THE TASK: List every line in the records that contains the string "side".

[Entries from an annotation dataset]
— start —
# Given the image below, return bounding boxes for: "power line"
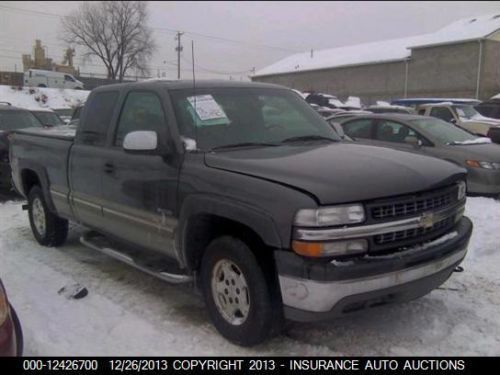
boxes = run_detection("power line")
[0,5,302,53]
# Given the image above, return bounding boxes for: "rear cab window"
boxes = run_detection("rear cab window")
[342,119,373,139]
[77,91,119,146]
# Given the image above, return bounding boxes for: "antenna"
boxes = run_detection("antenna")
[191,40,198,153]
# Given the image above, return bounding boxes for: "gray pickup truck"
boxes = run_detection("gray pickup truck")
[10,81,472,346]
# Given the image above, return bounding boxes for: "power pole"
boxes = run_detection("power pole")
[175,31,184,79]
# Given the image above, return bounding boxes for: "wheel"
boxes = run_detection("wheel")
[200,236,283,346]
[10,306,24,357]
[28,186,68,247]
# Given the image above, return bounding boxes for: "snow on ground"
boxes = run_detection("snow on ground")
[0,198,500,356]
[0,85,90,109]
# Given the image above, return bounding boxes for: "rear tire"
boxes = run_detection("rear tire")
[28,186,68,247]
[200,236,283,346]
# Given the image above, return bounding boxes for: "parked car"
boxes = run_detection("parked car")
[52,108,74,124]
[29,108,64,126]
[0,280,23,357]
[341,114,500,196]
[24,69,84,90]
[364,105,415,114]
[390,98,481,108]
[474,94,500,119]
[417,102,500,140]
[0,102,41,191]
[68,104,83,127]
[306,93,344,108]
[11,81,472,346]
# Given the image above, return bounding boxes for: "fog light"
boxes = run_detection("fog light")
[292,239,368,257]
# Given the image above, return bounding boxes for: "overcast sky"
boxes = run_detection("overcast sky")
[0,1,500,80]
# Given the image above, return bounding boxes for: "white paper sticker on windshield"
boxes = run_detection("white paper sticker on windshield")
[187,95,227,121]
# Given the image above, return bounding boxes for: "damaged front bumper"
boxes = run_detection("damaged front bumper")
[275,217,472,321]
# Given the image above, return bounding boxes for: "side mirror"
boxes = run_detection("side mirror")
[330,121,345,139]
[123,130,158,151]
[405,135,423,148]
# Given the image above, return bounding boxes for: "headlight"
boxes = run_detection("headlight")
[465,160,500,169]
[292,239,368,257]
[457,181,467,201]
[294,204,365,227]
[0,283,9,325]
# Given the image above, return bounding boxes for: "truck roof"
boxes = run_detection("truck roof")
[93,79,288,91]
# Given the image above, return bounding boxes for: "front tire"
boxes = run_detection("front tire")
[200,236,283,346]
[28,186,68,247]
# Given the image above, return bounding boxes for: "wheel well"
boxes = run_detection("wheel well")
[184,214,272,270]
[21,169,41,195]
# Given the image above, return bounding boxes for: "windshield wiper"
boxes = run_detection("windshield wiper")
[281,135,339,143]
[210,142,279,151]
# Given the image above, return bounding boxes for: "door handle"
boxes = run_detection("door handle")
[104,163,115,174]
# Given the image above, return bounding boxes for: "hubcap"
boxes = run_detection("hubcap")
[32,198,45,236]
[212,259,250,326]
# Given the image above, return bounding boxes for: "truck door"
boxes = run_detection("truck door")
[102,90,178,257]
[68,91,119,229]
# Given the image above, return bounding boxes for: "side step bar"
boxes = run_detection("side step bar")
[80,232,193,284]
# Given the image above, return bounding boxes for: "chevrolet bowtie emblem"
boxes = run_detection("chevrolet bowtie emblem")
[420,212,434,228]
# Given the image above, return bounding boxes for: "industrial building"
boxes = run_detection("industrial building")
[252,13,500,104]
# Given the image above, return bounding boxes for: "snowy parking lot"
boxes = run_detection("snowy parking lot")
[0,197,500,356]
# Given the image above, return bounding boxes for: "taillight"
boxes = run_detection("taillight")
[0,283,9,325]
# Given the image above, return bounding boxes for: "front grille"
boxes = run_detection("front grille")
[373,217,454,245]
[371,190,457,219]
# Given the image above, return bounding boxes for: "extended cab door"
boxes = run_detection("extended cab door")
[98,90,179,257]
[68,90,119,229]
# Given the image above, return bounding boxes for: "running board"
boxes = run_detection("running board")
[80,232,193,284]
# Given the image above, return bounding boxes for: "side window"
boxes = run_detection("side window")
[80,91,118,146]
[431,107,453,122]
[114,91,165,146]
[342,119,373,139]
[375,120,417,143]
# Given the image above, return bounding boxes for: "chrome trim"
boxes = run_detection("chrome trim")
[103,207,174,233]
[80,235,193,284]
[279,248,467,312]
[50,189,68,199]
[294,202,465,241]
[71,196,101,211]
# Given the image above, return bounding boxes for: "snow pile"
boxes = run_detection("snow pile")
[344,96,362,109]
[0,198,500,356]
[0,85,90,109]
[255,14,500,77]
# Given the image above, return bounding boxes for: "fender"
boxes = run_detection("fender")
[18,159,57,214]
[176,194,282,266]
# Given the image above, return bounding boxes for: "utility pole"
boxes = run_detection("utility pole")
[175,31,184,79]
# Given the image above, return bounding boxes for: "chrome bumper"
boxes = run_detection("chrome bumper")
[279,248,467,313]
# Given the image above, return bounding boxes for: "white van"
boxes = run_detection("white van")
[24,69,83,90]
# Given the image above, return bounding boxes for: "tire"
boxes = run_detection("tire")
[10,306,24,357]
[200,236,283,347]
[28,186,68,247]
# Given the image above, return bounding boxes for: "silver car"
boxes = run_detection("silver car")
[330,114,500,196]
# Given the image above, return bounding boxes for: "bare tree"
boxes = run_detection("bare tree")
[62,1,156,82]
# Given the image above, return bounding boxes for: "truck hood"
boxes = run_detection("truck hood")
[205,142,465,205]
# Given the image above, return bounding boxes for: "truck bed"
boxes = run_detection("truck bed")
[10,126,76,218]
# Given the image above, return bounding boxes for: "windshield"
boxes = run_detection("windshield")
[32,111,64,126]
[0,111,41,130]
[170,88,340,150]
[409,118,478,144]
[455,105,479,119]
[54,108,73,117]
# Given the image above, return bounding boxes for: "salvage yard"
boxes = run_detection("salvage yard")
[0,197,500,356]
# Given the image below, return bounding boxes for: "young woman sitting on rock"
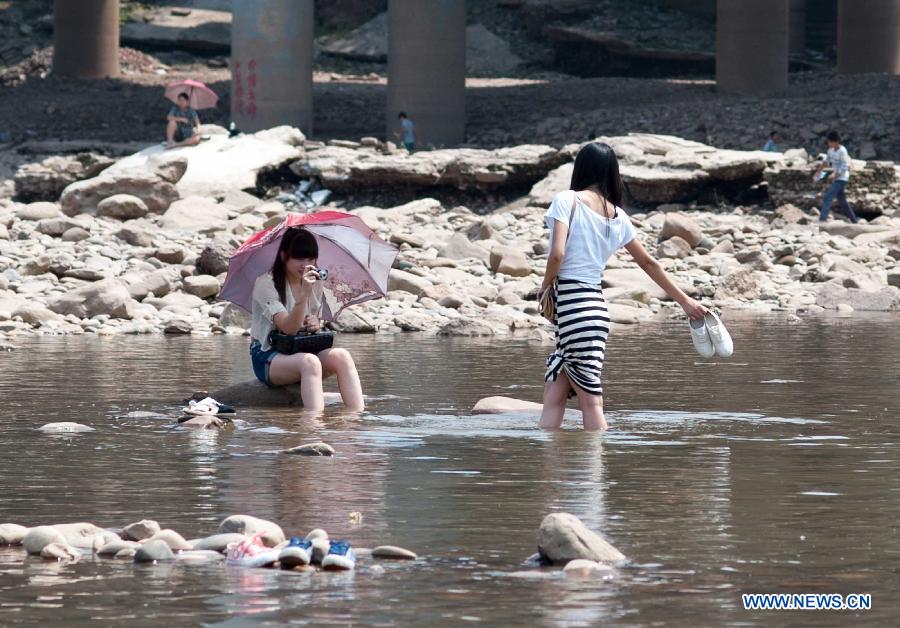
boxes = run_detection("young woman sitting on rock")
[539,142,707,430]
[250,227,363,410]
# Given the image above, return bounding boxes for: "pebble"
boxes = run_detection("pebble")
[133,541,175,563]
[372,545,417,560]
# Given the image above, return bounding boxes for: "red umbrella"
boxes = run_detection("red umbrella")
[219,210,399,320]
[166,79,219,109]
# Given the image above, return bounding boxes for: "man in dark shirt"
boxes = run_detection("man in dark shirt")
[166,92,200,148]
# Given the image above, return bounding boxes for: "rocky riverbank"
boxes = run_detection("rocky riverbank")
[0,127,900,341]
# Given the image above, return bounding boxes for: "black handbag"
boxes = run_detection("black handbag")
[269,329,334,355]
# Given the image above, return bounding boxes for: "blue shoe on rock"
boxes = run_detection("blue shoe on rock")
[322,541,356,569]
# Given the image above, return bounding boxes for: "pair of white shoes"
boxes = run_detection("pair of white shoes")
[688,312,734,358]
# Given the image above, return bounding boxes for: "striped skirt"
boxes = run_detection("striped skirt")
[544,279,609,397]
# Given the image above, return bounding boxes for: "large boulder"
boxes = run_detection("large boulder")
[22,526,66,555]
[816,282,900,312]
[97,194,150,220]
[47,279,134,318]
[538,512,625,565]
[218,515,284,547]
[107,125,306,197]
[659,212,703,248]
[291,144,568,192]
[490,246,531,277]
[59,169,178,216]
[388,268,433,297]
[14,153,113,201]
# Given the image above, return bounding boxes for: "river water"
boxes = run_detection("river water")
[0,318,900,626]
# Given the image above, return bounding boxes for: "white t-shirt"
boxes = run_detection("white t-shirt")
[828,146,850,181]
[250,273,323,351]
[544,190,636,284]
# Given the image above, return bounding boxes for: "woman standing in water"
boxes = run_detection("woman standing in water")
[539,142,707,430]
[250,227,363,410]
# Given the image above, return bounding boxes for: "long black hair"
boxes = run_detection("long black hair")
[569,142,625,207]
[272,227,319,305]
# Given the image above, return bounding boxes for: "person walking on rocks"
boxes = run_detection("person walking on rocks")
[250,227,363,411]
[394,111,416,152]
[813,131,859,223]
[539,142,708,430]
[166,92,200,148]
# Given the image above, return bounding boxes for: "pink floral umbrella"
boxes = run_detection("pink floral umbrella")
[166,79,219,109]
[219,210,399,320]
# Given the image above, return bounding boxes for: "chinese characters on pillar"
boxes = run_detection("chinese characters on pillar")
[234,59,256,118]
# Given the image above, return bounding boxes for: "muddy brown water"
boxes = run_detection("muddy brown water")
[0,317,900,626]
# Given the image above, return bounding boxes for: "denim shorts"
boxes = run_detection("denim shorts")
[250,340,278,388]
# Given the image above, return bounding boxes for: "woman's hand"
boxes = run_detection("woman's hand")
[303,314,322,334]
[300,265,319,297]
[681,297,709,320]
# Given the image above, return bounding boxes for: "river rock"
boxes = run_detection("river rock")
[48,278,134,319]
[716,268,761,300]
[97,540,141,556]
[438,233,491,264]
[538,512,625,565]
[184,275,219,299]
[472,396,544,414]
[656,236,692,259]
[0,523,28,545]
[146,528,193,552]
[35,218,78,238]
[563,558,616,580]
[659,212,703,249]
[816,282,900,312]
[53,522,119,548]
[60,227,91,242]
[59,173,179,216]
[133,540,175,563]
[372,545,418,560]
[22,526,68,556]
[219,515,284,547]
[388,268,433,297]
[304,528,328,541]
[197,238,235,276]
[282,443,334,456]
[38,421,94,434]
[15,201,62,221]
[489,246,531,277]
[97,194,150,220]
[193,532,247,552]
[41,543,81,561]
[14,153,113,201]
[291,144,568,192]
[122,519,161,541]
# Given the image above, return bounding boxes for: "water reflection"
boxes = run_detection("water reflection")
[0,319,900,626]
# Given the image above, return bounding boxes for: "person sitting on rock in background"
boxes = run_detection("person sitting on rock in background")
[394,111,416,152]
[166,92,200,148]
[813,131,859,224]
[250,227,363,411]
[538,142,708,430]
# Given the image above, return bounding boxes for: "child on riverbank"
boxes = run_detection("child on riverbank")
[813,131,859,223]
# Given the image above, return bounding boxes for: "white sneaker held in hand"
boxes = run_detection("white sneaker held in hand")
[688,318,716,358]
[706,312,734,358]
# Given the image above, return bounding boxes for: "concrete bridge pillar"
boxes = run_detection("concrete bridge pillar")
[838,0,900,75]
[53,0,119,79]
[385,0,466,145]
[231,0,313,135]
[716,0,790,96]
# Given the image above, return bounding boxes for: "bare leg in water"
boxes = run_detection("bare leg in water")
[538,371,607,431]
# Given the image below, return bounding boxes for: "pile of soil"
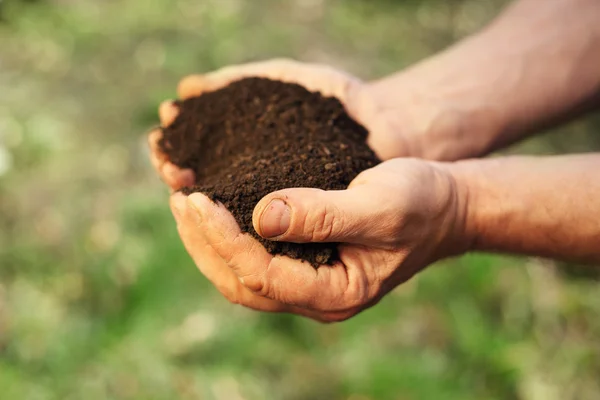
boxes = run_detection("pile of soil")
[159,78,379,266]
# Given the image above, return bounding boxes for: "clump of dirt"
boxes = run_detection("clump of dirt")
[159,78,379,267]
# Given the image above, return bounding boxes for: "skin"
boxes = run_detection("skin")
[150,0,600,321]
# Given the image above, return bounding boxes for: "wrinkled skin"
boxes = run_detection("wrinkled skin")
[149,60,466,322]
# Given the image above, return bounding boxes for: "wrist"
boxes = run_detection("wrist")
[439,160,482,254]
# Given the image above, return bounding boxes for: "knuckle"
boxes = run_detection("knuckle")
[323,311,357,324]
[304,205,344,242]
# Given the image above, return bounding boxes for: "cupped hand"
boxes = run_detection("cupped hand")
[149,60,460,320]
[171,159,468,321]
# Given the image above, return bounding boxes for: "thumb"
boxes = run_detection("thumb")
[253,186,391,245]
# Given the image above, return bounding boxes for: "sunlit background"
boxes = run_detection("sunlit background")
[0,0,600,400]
— end —
RESULT OF THIS TASK:
# Given the image above, return bounding boxes for: "side mirror"
boxes = run_detection("side mirror")
# Given the image above, return bounding boxes for: "side step bar"
boxes = run_detection("side step bar")
# Given the image above, return bounding boxes for: "side window"
boxes = run_detection("side window")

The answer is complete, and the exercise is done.